Set problem |
Copy the part of the listing that opens with the line containing "Phrase: lamp post" and closes with the line containing "(1166, 193)", swapping every "locomotive" for "engine" and changing nothing else. Leave the pictures out of your copy.

Information supplied |
● ● ● ● ●

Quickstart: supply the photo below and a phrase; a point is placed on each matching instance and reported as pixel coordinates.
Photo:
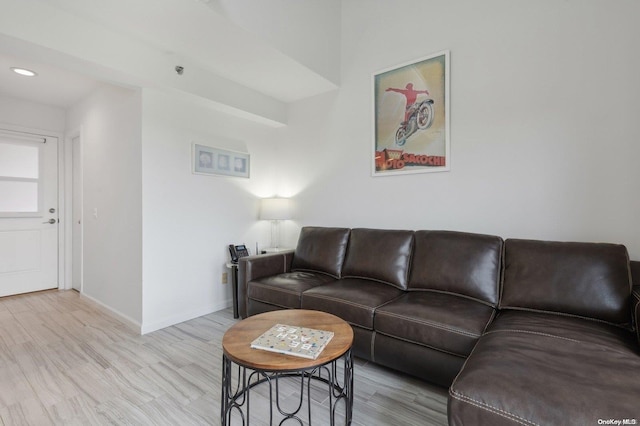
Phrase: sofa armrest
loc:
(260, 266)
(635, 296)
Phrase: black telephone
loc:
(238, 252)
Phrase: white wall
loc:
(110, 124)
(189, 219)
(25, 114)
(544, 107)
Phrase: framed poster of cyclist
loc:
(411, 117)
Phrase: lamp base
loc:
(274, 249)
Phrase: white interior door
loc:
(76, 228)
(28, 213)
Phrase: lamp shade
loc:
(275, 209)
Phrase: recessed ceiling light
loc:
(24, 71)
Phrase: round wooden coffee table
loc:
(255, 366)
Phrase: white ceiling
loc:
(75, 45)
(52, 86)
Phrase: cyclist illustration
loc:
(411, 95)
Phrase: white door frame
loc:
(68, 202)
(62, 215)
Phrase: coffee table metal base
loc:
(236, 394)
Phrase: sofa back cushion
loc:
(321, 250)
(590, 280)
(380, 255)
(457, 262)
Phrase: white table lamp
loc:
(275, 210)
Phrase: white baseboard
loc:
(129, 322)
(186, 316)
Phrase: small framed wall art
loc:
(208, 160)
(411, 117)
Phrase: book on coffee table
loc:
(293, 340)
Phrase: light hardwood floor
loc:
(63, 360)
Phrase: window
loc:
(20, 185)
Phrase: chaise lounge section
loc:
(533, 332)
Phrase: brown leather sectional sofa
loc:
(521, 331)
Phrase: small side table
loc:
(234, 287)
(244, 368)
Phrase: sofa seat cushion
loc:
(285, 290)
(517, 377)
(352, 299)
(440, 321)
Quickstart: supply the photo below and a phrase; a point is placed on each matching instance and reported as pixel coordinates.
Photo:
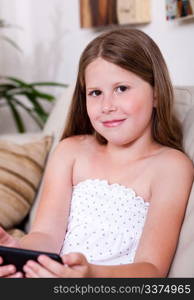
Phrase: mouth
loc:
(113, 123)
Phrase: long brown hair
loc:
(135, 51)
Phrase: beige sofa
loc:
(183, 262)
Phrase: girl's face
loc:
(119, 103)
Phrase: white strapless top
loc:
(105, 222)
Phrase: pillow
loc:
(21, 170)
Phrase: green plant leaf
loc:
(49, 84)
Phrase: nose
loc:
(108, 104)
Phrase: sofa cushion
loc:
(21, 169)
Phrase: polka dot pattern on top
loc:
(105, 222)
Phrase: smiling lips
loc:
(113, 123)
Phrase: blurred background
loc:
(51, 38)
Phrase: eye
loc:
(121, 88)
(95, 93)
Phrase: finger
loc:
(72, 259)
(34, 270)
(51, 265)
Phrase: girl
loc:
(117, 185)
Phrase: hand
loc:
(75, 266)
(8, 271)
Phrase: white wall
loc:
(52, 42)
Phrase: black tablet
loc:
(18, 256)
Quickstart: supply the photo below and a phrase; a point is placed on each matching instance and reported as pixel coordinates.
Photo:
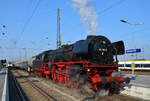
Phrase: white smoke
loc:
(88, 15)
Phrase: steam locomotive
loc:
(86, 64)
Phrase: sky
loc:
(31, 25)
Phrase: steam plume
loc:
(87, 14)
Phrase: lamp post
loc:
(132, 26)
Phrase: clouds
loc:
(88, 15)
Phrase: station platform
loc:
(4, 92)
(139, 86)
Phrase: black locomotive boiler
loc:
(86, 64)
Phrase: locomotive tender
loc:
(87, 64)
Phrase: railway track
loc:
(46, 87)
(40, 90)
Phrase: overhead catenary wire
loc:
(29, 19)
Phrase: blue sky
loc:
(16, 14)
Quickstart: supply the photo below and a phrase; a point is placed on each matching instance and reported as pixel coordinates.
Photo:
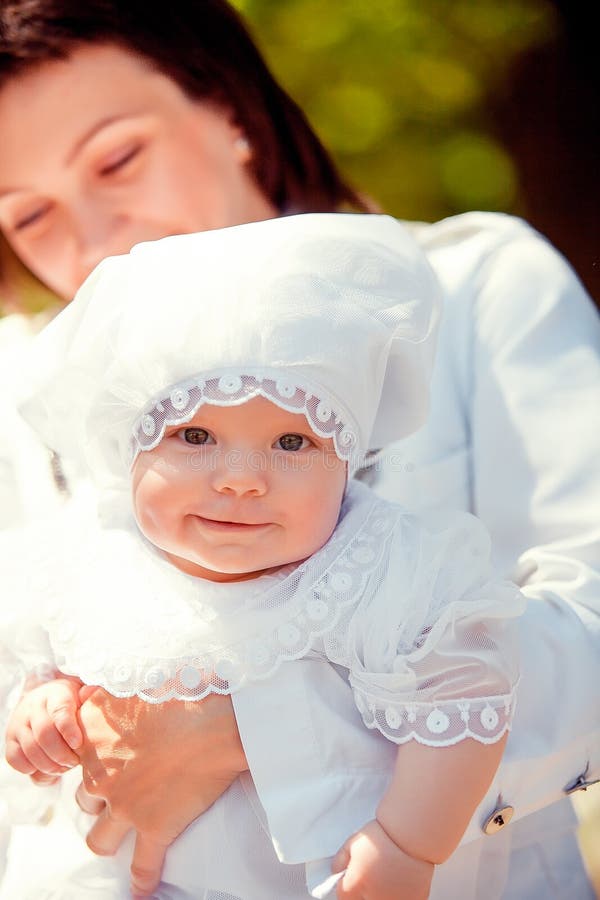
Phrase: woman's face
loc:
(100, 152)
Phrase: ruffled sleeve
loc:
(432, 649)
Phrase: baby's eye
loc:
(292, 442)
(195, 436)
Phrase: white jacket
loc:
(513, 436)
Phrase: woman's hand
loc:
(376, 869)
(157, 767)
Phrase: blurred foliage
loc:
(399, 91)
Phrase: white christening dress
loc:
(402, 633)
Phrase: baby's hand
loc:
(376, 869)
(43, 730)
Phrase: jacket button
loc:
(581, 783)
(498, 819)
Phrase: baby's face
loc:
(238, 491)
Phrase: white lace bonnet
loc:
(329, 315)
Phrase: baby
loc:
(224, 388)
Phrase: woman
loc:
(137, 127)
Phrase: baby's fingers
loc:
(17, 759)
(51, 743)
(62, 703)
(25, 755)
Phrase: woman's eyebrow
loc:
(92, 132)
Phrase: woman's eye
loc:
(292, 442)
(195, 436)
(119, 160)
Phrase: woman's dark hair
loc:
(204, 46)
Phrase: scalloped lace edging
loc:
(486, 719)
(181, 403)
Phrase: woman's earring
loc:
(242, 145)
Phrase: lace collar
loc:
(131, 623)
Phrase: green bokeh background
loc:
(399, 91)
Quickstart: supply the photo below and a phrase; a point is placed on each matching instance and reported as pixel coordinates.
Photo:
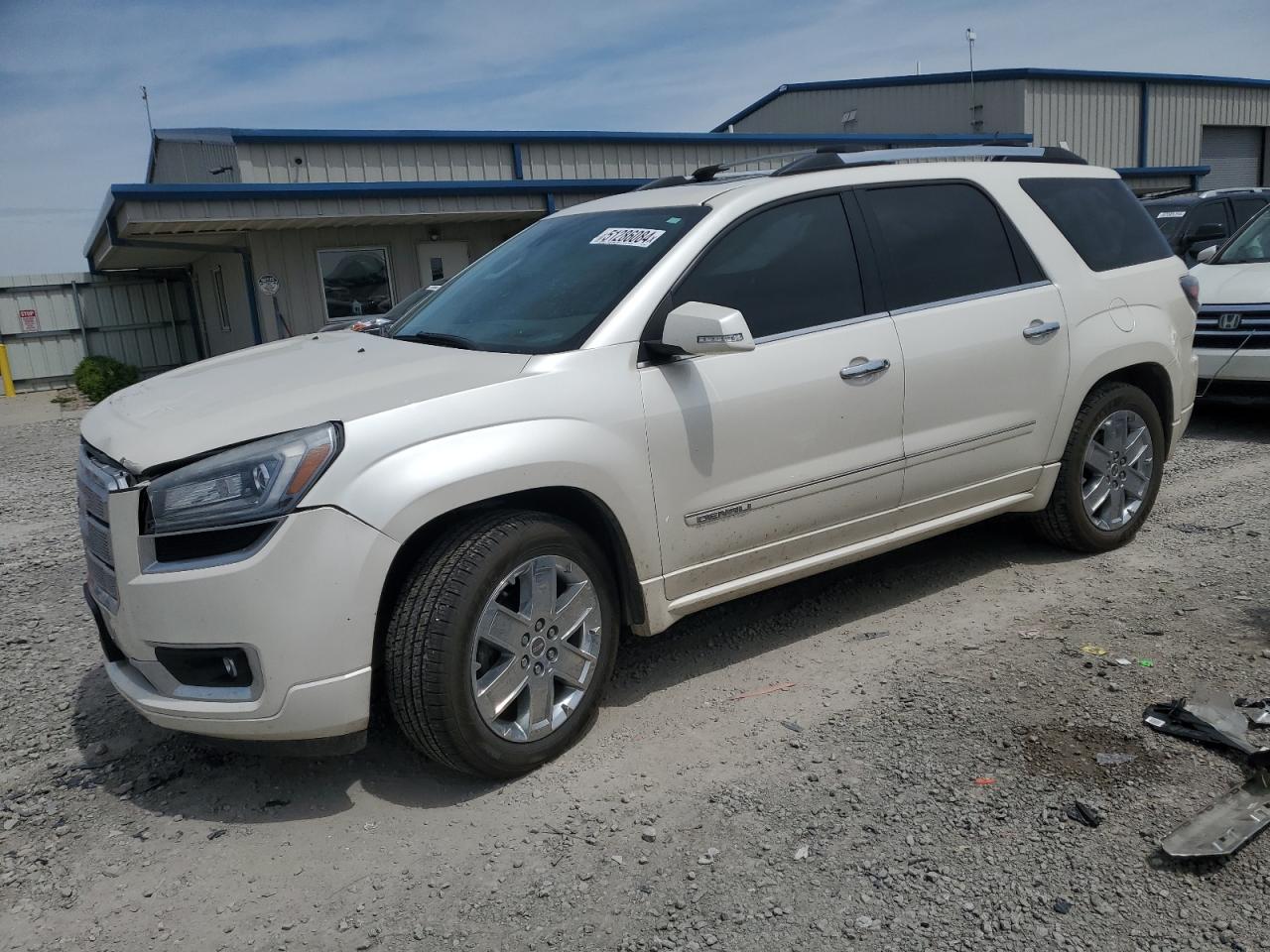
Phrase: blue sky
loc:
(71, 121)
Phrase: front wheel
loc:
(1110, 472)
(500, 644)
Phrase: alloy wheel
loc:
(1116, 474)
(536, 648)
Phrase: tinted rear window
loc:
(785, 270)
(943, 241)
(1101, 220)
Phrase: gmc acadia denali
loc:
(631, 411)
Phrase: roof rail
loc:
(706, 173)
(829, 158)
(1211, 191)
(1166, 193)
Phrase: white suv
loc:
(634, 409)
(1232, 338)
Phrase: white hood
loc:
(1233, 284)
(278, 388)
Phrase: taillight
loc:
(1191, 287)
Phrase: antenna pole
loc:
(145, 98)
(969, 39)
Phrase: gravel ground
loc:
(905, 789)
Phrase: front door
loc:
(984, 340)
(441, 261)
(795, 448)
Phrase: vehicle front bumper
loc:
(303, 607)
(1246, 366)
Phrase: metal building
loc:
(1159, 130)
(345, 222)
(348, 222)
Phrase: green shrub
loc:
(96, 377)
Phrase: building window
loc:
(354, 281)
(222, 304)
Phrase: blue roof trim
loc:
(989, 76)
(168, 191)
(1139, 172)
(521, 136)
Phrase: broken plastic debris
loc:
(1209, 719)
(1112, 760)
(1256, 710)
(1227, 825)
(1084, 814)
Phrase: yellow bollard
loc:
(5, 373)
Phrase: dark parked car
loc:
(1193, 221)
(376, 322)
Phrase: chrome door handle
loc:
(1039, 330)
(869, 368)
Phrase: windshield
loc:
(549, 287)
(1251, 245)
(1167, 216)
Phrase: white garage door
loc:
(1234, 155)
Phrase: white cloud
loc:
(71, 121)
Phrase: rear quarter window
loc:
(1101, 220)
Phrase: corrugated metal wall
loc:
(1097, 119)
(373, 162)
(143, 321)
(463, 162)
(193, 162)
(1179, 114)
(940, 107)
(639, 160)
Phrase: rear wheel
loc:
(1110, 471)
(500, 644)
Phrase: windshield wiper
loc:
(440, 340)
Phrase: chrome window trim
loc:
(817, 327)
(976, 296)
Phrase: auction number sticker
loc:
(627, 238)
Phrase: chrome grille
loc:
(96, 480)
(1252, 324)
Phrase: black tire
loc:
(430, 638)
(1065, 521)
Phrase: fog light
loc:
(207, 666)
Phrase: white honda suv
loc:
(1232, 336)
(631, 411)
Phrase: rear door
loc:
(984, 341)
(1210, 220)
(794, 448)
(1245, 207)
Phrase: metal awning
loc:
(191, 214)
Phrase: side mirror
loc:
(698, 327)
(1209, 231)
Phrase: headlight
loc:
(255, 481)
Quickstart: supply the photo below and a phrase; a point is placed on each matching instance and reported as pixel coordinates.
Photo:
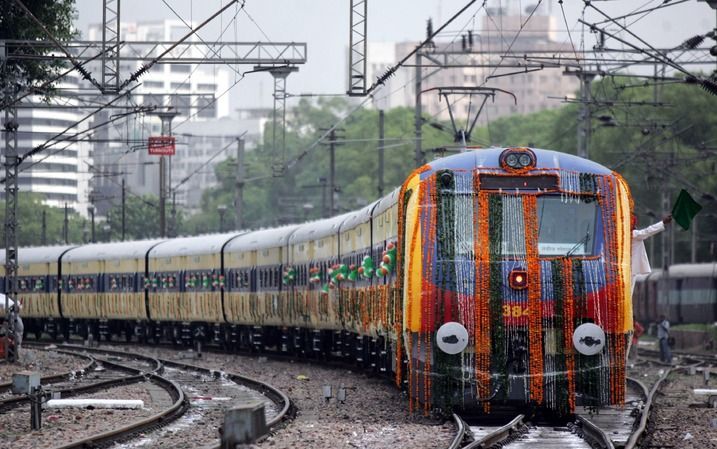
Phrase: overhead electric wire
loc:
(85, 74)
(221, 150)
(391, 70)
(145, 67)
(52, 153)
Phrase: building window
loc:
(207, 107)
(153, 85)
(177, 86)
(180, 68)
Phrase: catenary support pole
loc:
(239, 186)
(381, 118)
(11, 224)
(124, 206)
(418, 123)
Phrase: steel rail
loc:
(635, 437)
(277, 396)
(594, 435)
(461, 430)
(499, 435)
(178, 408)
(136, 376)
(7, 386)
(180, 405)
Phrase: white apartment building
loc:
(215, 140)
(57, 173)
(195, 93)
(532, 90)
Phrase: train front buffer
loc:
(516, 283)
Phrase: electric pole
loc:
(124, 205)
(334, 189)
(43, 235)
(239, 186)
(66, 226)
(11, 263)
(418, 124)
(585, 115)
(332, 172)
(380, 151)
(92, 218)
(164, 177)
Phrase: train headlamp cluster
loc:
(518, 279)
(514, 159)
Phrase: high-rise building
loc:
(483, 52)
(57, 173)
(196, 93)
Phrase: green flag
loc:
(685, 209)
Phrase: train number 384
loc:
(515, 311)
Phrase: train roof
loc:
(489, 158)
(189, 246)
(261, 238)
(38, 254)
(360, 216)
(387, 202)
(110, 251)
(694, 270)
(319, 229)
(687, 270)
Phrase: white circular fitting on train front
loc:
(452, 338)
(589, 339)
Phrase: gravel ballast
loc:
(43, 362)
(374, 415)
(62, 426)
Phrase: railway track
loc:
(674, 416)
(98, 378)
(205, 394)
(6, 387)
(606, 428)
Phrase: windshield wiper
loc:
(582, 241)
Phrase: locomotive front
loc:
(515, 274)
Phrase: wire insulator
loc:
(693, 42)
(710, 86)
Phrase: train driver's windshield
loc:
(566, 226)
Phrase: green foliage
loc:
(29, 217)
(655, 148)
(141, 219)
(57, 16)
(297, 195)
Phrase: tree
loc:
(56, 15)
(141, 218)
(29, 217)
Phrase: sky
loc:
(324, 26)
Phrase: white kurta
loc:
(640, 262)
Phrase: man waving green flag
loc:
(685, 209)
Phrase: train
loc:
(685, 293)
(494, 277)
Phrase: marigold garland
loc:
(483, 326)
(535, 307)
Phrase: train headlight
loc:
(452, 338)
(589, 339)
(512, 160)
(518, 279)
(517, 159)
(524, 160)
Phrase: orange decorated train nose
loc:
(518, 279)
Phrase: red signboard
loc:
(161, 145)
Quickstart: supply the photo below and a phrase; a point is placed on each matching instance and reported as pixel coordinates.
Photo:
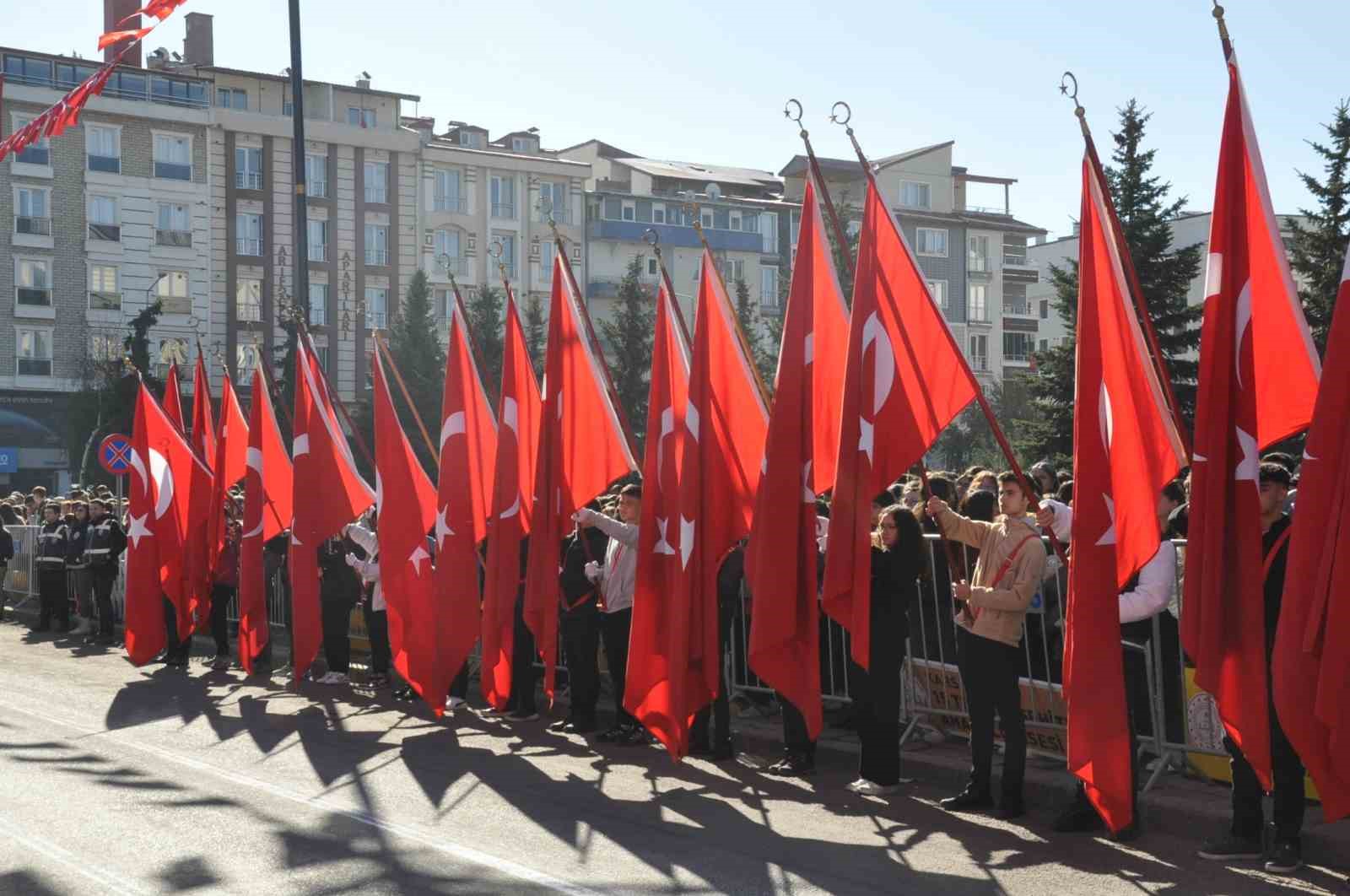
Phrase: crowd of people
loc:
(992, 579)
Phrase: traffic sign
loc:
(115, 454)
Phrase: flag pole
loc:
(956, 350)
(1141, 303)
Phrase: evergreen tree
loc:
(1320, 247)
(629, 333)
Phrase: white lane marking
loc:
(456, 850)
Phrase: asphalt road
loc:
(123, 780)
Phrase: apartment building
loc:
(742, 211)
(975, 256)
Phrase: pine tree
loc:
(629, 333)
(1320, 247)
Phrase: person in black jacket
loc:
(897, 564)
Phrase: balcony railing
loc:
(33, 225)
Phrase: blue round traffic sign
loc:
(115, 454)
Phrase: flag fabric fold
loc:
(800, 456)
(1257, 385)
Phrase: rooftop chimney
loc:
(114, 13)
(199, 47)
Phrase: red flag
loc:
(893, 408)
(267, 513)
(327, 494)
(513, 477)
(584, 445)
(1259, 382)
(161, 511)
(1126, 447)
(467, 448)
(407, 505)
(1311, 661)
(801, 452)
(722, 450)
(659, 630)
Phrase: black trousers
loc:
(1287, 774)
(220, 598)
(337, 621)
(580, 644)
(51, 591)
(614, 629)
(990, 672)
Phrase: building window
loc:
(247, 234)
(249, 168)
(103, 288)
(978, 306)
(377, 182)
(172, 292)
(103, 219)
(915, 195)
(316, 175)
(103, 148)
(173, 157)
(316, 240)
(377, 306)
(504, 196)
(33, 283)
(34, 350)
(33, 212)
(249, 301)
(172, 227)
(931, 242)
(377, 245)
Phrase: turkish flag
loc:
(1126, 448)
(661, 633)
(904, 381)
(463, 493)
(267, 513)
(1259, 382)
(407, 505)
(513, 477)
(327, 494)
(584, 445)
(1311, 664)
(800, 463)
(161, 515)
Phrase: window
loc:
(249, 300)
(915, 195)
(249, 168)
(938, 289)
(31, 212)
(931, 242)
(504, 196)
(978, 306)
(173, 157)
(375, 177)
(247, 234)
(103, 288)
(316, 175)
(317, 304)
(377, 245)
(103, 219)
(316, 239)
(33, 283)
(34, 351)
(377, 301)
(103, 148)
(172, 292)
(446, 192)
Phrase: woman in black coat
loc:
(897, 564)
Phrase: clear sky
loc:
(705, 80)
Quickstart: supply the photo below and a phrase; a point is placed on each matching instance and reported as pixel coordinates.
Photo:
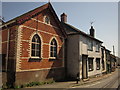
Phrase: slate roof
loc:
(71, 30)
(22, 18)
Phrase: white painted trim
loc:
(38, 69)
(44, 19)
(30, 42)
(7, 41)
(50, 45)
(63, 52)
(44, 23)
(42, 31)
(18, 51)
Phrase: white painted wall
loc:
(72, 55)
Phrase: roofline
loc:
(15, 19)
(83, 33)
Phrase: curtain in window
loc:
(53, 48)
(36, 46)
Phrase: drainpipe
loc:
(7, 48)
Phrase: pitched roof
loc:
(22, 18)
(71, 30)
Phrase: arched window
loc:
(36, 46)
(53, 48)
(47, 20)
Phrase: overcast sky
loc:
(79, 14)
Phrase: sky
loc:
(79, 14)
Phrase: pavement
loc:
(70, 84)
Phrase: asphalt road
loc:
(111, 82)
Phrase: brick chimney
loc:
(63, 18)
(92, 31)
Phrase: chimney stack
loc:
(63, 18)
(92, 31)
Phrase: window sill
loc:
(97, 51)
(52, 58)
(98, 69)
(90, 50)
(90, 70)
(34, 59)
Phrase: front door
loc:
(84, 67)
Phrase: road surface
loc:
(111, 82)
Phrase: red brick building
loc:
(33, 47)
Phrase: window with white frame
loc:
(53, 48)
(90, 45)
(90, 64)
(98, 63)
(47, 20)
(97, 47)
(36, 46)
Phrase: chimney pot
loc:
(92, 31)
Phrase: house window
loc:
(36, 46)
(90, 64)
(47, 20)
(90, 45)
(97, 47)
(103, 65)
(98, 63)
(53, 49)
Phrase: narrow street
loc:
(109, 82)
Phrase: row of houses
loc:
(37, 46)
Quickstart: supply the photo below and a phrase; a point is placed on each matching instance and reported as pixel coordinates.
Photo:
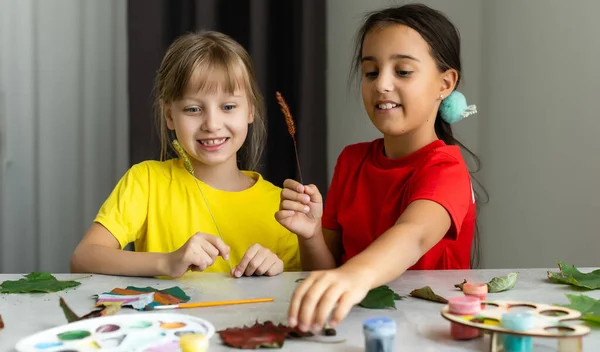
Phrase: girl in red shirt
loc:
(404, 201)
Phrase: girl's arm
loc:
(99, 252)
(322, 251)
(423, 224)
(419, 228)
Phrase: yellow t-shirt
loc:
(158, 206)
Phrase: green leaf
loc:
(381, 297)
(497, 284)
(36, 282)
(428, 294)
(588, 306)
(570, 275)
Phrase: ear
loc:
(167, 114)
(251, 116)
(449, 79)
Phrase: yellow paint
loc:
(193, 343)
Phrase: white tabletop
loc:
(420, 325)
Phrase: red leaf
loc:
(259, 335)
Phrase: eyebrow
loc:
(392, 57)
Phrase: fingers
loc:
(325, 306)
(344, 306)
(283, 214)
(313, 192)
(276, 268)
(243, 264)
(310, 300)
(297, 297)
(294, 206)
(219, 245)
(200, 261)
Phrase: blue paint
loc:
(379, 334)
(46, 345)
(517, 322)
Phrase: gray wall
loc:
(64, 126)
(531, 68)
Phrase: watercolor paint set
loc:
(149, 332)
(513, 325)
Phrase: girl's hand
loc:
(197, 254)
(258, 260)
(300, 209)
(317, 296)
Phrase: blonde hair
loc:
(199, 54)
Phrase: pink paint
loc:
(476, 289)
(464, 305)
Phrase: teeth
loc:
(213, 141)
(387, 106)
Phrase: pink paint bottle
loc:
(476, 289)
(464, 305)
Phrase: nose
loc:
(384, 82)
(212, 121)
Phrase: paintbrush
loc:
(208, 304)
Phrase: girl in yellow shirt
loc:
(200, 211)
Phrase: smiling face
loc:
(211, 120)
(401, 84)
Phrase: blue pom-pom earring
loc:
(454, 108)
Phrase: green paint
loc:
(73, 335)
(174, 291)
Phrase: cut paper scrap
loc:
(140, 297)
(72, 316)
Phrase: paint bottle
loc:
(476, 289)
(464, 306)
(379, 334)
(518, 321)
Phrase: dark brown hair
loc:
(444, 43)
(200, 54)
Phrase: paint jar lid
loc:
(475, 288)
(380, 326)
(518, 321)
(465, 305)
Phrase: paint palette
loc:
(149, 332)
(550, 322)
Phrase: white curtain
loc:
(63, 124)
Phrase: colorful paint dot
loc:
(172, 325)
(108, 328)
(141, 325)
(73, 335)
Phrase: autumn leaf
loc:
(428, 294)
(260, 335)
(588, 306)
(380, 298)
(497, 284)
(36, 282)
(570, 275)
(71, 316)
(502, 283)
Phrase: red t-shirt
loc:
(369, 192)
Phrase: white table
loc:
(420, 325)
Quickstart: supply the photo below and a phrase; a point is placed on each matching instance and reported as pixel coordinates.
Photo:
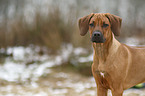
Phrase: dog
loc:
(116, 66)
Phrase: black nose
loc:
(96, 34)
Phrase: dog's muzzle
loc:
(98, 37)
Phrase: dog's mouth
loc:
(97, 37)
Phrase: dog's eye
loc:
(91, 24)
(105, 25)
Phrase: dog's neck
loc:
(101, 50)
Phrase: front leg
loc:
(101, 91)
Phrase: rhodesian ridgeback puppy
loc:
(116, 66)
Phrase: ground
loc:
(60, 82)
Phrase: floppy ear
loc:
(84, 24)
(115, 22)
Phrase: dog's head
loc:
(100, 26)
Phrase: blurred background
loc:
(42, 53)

● ● ● ● ●

Exercise result |
Phrase: lamp post
loc:
(132, 26)
Phrase: clouds
loc:
(88, 15)
Phrase: station platform
loc:
(4, 92)
(139, 86)
Phrase: black engine boiler
loc:
(86, 64)
Phrase: engine tender
loc:
(87, 64)
Phrase: railway track
loc:
(46, 87)
(40, 90)
Phrase: overhead catenary wire
loc:
(29, 19)
Phrase: blue sky
loc:
(16, 14)
Quickstart: supply the photo below and a phrase; a point is placed on each matching instance and reported as pixel coordinates.
Photo:
Phrase: woman's face
loc:
(100, 152)
Phrase: ruffled sleeve
loc:
(432, 649)
Phrase: baby's eye
loc:
(292, 442)
(195, 436)
Phrase: white jacket
loc:
(513, 436)
Phrase: woman's hand
loc:
(376, 869)
(157, 767)
Phrase: blurred foliage
loc:
(399, 91)
Phrase: white christening dress
loc:
(402, 633)
Phrase: baby's hand
loc:
(376, 869)
(43, 730)
Phrase: jacket button
loc:
(581, 783)
(498, 819)
Phrase: baby's face
loc:
(238, 491)
Phrase: white lace bonnet
loc:
(329, 315)
Phrase: baby
loc:
(224, 388)
Phrase: woman
loc:
(137, 127)
Phrase: baby's fingers
loc:
(17, 759)
(51, 743)
(62, 703)
(25, 755)
Phrase: woman's eyebrow
loc:
(92, 132)
Phrase: woman's eye
loc:
(292, 442)
(195, 436)
(119, 160)
Phrase: woman's dark hair
loc:
(204, 46)
Phrase: scalloped lace edging
loc:
(486, 719)
(181, 403)
Phrase: woman's earring
loc:
(242, 145)
Phrase: lace collar
loc:
(131, 623)
Phrase: green bokeh background
loc:
(399, 91)
Quickstart: supply the photo below and a phrase; a point is placed on each matching instance and reported as pixel coordinates.
Photo:
Phrase: blue sky
loc:
(71, 121)
Phrase: front wheel
loc:
(1110, 472)
(500, 644)
Phrase: alloy wheel
loc:
(1116, 474)
(536, 648)
Phrase: tinted rear window
loc:
(785, 270)
(943, 241)
(1101, 220)
Phrase: gmc acadia denali
loc:
(631, 411)
Phrase: roof rail
loc:
(706, 173)
(829, 158)
(1211, 191)
(1166, 193)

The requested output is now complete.